*Data excerpts*:
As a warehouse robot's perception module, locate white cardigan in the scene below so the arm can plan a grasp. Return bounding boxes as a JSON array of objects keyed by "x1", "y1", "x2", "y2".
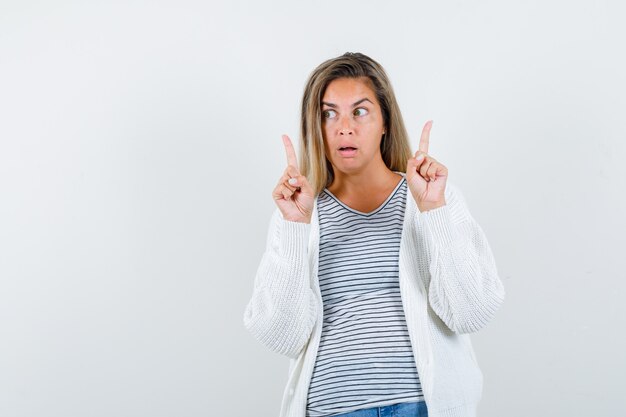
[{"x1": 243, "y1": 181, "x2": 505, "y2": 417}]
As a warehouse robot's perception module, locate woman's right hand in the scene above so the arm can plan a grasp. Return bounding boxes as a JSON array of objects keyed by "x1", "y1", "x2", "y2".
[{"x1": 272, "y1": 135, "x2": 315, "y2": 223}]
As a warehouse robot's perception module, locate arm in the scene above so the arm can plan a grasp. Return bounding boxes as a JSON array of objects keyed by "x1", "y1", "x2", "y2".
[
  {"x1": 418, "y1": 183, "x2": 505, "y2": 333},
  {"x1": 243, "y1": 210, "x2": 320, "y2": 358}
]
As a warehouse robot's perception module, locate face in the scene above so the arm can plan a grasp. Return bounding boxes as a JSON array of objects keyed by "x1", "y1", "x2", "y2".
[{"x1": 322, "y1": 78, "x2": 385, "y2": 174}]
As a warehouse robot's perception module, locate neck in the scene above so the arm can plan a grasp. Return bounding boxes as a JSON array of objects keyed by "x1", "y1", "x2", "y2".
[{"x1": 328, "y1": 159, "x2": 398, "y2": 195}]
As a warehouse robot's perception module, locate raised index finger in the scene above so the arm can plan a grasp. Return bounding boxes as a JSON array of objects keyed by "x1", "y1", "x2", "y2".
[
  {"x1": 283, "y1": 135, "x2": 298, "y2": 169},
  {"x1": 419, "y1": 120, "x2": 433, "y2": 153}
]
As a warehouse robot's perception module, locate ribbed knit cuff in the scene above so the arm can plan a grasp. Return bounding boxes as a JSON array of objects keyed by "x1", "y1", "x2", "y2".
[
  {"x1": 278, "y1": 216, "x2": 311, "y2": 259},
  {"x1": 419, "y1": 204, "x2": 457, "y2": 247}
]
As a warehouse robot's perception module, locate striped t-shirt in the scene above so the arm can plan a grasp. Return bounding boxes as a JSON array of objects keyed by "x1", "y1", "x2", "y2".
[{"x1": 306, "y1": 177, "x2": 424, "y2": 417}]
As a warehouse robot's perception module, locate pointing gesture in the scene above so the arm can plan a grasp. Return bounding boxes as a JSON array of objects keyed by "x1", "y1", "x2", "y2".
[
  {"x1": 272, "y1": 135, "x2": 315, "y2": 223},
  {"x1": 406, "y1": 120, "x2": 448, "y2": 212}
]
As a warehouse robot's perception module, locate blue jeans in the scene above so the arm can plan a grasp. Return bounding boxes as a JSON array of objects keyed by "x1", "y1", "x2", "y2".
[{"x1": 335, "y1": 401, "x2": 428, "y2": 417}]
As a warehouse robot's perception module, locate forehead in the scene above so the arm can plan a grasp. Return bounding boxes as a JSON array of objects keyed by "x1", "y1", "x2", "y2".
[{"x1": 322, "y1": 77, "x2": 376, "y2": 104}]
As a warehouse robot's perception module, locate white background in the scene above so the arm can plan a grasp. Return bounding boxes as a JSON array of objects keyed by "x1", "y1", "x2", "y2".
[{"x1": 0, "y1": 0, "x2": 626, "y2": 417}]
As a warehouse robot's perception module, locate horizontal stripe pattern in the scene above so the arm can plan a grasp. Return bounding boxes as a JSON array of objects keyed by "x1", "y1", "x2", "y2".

*Required task*: Locate every line of the items above that contains the string "white", and copy each matching line verbatim.

*Solution for this problem*:
As a warehouse robot's perception module, locate white cardigan in the scene below so the arm can plan a grasp. Return bounding boxes as a JSON array of objects keyed by "x1", "y1", "x2", "y2".
As a warehouse robot's perception module, locate white background in the scene above so the arm can plan a grasp. Return bounding boxes as a JSON array of objects keyed by "x1", "y1", "x2", "y2".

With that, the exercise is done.